===== DATA SECTION =====

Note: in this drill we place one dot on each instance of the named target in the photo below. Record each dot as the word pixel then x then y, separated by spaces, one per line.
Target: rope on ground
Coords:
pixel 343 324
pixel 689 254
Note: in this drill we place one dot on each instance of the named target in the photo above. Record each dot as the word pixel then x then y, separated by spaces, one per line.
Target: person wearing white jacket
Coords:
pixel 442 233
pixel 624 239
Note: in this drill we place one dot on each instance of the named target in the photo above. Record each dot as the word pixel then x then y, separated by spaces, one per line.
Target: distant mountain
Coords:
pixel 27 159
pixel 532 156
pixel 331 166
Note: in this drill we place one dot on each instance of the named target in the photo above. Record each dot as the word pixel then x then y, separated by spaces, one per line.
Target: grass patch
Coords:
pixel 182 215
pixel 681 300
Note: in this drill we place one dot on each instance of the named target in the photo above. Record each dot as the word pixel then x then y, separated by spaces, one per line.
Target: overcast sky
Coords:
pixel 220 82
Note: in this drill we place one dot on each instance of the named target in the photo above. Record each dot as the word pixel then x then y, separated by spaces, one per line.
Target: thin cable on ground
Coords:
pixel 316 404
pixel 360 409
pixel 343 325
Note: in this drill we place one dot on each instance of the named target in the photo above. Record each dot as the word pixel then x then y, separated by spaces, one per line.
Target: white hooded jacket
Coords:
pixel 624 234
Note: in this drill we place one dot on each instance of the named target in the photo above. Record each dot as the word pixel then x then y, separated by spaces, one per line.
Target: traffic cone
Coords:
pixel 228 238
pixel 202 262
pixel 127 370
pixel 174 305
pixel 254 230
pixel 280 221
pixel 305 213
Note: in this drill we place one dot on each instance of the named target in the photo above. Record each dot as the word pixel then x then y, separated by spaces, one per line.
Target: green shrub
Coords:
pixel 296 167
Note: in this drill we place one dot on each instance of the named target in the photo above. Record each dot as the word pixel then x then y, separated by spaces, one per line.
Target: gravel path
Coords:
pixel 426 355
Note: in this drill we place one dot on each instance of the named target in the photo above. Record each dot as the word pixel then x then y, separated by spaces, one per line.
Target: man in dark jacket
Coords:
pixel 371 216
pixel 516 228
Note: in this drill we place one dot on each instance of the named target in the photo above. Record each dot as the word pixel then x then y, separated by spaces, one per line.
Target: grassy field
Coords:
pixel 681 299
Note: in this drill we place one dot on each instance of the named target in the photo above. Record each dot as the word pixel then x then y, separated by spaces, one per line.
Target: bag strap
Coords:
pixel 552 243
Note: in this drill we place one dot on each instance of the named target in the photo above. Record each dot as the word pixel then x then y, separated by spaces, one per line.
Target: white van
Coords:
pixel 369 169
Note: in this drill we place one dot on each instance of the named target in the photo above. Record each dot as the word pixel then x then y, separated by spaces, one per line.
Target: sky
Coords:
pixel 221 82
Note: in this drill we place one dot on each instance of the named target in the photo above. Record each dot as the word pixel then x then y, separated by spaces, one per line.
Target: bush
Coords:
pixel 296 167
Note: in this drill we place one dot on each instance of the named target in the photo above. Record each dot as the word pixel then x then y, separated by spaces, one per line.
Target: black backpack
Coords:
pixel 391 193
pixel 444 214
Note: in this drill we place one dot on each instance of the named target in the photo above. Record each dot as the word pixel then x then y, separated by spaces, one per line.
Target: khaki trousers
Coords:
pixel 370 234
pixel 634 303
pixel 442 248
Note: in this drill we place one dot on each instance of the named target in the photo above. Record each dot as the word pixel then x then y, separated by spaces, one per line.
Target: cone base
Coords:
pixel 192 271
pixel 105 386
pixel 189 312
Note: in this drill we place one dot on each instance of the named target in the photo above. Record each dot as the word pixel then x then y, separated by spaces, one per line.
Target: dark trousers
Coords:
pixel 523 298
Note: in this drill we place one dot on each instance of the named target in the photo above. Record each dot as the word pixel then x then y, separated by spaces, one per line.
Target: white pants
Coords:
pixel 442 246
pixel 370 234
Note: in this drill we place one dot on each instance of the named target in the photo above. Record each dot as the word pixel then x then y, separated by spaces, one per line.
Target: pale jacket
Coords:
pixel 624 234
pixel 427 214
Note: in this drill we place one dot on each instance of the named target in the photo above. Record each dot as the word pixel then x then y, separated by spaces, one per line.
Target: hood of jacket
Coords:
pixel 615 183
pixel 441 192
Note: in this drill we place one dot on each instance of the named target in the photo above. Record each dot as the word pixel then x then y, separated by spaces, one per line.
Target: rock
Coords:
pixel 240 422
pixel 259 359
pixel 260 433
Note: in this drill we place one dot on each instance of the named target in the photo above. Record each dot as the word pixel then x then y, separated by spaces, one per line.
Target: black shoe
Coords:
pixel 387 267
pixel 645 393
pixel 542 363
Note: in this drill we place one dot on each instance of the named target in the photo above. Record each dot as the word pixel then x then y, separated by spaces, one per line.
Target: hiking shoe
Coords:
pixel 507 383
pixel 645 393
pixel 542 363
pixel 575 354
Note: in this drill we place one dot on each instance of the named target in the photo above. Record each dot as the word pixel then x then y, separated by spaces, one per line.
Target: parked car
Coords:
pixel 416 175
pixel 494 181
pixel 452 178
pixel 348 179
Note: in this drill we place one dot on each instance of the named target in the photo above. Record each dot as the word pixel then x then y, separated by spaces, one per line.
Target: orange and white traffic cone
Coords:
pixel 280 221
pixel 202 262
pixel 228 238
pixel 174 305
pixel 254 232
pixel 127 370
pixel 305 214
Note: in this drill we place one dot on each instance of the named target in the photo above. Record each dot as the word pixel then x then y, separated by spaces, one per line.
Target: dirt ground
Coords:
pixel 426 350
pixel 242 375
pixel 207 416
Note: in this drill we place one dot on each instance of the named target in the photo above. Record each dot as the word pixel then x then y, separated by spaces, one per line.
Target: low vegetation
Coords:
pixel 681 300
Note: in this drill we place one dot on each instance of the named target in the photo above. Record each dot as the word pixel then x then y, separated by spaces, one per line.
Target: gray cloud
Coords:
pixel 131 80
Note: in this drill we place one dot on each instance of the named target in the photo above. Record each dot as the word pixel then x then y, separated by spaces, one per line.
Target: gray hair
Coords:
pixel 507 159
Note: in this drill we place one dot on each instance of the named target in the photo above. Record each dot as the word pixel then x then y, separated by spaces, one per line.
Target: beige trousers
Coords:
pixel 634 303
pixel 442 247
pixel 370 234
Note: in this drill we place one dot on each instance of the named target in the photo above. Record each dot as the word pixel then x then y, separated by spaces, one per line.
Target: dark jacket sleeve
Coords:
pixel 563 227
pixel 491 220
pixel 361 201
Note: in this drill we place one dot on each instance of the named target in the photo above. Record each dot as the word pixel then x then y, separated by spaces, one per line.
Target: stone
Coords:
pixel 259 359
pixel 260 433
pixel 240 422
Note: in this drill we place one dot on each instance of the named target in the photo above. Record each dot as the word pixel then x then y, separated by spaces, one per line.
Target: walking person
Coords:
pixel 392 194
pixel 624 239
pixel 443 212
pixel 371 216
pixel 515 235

=====

## WHAT THE EXERCISE ASKS
Report every line containing the word "shoe" from the listing above.

## EXERCISE ANSWER
Target: black shoe
Target: hiking shoe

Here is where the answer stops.